§ **DATA**:
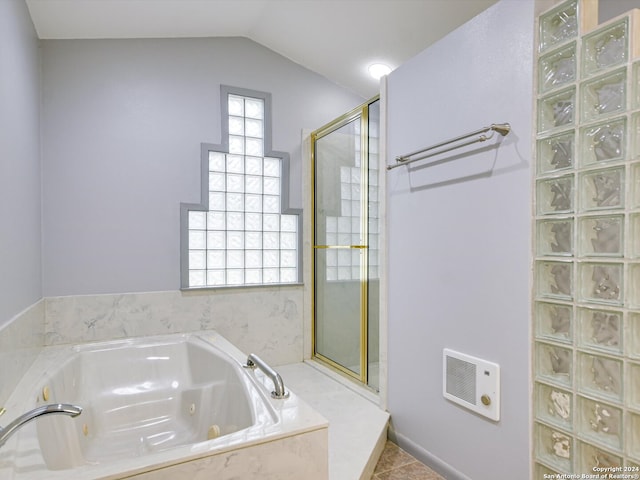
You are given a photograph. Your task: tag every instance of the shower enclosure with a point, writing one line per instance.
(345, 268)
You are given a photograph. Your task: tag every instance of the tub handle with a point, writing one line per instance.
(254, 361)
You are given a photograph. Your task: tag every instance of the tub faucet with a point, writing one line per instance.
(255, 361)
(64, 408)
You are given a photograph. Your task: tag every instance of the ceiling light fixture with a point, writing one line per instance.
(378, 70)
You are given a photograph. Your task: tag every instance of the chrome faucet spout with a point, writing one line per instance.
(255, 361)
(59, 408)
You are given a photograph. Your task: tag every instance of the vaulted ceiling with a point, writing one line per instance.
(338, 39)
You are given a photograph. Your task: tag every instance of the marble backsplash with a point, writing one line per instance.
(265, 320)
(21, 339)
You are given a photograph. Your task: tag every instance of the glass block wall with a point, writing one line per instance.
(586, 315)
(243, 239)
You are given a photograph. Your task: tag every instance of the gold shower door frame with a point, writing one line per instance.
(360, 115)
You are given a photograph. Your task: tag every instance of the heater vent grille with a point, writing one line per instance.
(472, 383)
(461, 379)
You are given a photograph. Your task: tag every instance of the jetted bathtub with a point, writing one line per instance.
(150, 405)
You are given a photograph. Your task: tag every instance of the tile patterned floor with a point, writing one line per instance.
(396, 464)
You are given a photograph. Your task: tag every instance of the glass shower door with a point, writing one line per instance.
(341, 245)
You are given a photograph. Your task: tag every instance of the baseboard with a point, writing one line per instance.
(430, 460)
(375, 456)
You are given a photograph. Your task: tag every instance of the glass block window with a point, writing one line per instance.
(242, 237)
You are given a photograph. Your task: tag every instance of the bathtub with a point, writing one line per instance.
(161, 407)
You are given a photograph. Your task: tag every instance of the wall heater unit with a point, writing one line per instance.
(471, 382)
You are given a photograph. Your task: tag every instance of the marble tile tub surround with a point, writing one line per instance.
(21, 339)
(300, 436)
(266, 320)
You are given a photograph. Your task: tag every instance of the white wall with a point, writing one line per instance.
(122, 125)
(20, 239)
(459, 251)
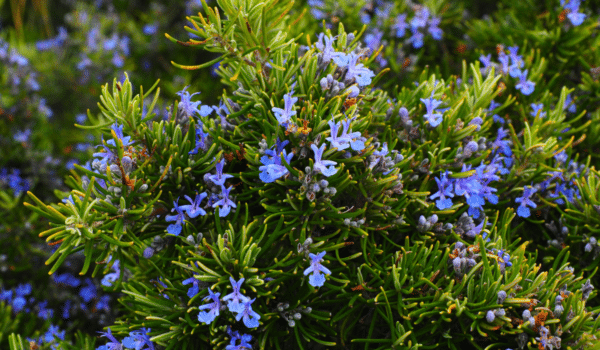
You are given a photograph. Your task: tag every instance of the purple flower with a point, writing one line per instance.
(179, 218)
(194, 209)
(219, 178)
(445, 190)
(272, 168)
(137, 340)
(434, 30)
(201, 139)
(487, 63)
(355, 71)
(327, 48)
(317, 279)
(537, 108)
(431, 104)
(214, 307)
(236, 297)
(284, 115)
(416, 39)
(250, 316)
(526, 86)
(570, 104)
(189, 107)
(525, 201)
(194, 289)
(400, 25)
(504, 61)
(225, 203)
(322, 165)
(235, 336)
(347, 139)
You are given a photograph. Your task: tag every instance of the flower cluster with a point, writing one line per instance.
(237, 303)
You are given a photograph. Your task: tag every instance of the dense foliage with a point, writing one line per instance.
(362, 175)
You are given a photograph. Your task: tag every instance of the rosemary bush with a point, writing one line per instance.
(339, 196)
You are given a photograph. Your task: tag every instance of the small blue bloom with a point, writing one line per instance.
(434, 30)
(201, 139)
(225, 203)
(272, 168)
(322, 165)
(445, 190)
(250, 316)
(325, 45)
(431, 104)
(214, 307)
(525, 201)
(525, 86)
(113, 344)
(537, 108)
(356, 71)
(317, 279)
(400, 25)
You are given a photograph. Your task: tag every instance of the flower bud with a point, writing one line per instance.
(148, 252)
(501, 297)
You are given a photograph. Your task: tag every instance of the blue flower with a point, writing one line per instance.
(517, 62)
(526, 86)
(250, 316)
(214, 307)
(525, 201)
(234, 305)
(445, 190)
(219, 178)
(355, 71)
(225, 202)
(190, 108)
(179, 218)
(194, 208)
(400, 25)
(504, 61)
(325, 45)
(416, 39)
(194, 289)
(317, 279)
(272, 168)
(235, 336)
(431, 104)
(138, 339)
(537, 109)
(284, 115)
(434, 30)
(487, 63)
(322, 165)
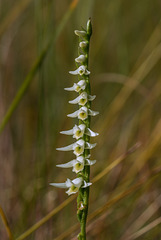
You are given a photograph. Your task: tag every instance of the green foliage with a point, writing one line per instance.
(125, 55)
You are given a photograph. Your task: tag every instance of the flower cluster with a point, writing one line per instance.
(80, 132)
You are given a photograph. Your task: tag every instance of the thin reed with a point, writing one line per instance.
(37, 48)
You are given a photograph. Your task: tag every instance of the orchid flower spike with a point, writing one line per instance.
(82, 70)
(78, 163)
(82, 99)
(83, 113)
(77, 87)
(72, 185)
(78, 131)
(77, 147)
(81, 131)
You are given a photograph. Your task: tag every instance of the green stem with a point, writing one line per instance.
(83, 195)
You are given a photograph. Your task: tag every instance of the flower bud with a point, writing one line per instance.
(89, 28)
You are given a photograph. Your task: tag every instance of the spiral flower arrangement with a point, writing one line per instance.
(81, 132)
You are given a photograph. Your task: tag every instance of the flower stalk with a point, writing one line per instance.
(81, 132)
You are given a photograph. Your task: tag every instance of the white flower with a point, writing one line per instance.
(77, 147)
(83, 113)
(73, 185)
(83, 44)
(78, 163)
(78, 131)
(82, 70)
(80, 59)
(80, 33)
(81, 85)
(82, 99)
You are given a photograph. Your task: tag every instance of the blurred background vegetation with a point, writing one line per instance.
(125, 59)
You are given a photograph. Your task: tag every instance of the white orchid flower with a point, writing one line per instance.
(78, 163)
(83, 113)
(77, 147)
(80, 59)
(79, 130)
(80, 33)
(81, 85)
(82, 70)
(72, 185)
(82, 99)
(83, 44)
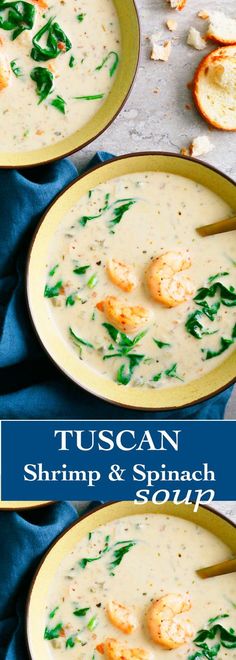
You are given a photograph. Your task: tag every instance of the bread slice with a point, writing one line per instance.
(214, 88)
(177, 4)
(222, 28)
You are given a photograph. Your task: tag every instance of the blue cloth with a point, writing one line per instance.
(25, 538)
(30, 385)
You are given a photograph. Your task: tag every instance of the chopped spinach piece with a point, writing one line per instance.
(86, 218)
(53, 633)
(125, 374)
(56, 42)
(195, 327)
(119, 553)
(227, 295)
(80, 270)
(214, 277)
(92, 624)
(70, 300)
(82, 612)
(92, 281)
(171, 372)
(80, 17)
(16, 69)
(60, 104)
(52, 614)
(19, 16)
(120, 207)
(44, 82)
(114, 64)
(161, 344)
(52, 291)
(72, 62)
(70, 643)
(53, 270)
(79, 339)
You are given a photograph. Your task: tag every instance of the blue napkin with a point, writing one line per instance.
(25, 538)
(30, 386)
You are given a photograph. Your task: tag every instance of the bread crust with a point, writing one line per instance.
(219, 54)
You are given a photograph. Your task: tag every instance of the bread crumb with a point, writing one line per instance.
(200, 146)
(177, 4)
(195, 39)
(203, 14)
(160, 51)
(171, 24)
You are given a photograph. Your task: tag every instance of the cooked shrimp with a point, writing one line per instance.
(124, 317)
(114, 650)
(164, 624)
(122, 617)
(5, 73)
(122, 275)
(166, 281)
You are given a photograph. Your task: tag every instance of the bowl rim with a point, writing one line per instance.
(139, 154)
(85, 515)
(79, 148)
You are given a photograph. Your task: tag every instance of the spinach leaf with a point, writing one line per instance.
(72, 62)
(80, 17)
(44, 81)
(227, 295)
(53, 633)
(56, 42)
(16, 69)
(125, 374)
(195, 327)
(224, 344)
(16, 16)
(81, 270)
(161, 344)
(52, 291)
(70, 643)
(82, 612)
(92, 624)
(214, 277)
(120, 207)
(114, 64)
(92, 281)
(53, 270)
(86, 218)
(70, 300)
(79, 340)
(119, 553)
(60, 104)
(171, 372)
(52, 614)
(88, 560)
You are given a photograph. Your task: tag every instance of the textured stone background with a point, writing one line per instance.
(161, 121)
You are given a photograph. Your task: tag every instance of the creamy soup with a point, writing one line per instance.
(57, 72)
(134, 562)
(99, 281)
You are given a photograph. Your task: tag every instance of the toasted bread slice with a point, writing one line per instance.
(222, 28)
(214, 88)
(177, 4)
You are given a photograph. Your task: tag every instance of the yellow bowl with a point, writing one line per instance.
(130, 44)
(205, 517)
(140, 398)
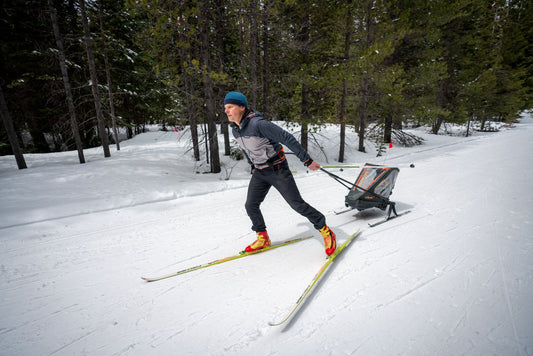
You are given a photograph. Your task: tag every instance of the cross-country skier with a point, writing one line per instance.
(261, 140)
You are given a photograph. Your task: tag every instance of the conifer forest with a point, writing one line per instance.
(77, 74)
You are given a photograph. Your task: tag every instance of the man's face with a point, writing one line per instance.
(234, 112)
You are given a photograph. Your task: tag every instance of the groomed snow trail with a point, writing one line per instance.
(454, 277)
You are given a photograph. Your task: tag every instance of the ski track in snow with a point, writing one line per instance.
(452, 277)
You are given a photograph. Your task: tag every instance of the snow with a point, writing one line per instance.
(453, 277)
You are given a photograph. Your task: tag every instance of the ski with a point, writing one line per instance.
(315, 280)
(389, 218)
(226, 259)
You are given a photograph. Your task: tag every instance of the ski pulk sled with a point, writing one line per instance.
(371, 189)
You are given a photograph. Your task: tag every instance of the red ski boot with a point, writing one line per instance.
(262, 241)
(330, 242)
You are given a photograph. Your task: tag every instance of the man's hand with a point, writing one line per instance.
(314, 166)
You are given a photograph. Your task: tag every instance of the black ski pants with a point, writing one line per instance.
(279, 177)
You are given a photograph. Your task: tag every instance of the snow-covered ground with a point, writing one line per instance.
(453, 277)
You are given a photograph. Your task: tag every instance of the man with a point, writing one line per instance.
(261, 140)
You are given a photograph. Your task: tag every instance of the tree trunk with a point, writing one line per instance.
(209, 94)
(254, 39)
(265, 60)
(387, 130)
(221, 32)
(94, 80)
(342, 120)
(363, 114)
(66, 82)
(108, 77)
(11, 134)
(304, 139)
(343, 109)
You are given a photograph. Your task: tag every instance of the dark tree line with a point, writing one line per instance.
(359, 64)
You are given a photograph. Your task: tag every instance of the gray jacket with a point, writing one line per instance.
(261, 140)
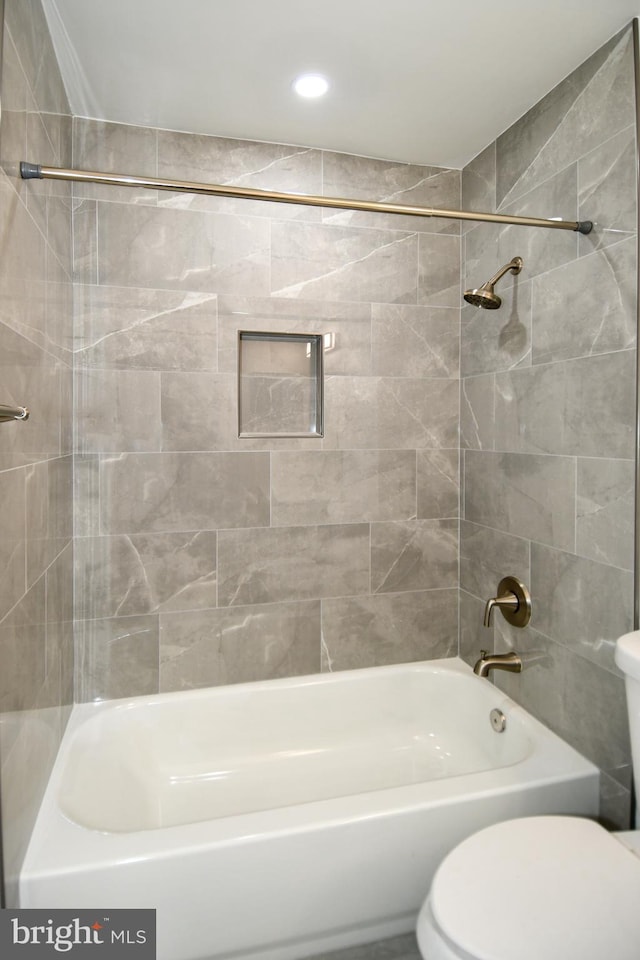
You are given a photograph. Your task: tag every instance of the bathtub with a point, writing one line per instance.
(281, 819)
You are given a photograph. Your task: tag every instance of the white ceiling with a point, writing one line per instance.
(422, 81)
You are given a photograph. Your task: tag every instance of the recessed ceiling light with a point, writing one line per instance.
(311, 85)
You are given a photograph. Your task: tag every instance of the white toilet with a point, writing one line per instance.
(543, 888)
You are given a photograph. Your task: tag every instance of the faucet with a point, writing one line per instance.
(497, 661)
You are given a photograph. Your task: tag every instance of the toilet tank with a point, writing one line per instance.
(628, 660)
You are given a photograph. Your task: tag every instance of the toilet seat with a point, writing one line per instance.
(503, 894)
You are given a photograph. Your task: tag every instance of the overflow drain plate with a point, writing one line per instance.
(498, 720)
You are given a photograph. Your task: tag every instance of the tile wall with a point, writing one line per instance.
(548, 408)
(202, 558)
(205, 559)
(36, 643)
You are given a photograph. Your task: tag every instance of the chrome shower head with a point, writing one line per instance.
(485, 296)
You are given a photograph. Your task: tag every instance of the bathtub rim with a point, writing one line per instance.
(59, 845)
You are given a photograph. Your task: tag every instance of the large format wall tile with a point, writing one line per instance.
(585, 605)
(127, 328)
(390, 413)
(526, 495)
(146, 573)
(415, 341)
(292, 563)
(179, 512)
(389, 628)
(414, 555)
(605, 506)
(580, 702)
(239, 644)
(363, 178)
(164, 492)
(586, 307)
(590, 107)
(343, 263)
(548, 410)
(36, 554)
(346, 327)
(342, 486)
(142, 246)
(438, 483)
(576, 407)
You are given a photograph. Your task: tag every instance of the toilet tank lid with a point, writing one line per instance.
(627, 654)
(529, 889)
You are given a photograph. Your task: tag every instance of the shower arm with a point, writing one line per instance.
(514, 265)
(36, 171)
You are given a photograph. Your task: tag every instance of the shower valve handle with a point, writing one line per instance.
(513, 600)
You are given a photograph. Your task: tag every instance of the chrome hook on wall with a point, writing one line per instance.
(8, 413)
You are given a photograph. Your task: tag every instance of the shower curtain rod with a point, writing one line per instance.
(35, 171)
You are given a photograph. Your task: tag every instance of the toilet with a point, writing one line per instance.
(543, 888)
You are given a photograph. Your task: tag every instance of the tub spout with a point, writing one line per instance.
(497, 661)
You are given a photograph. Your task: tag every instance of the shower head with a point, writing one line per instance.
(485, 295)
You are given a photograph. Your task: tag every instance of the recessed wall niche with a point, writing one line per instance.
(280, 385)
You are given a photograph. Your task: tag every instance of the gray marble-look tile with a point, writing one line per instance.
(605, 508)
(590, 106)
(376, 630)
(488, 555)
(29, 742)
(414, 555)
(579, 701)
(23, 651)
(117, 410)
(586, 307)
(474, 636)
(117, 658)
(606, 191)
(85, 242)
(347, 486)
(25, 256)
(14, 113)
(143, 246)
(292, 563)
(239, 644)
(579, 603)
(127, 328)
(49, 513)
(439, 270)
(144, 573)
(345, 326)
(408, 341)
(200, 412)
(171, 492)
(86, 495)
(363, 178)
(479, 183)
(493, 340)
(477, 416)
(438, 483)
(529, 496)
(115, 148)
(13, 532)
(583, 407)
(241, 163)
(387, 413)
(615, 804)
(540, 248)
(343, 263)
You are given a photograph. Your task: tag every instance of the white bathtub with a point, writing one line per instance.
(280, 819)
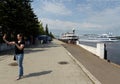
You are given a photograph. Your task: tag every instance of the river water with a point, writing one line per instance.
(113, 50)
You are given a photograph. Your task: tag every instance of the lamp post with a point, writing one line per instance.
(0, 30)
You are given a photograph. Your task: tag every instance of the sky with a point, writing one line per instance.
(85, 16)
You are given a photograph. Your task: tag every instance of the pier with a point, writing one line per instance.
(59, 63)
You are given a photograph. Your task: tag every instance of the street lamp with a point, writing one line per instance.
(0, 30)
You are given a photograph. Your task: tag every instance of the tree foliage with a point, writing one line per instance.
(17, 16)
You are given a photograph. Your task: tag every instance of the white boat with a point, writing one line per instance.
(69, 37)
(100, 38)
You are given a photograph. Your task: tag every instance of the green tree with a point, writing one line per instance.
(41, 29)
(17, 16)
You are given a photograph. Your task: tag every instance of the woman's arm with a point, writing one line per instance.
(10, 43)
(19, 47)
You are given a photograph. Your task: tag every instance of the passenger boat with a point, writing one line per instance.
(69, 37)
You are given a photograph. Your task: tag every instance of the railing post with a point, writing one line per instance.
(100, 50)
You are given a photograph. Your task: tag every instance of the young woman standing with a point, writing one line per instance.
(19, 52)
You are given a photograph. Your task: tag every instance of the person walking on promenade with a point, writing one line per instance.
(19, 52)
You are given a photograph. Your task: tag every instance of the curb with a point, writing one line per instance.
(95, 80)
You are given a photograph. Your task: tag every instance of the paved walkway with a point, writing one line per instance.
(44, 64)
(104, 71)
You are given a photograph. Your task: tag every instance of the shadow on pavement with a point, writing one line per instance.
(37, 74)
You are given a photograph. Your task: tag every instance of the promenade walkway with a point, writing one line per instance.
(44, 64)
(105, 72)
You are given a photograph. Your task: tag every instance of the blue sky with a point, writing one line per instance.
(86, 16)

§ **EXERCISE REQUIREMENTS**: Copy out exactly the lines between the line with "of the pier" and the last line of the entries, counting both of those lines.

§ **ANSWER TO THIS TASK**:
You are given a photograph. Your task: tag every instance of the pier with a point, writing one line per instance.
(59, 63)
You are given a photograph. Your task: tag every instance of the street lamp with a point, writing one line per instance.
(0, 30)
You are given a photograph. Your task: tag every instance of the tree foliage with a point, writing one line per instance.
(17, 16)
You are given a photograph. Your task: tag every instance of the white boat with a point, writing one line per instance.
(69, 37)
(100, 38)
You are given a photograph. Your task: tag every instance of the green tree with a point, writing one line per instance.
(41, 29)
(17, 16)
You are given a photograph. Your task: tag every instance of the woman's arm with a point, writing one line per instance.
(10, 43)
(19, 47)
You are given a photograph. Your task: tag every instance of the passenger boat with a point, writing one line per instance.
(69, 37)
You are given a photograph. Your task: tag every instance of the railing post with a point, writing one line per instance.
(100, 50)
You are given a photograph. Your task: tag every instance of the young woman standing with a point, writing one line per instance.
(19, 52)
You are given a photograph. Your task: tag every instance of the person walking on promenade with a point, writing one line per instance.
(19, 52)
You are given a photograph. Your task: tag every instance of the curb with a point, writing one line per instance.
(95, 80)
You are given a photograph. Your task: tag every instance of the paved walkway with a point, writing one line per instance.
(44, 64)
(104, 71)
You are given a photograph. Your task: tag every instance of the shadow on pavement with a point, writing one line per instance.
(37, 74)
You are given a photograph. Your task: tag every instance of the promenade walkway with a point, writing one line per instance.
(44, 64)
(105, 72)
You are given a photograph. Your task: tag every instance of the blue sky with a point, writing one line per instance.
(86, 16)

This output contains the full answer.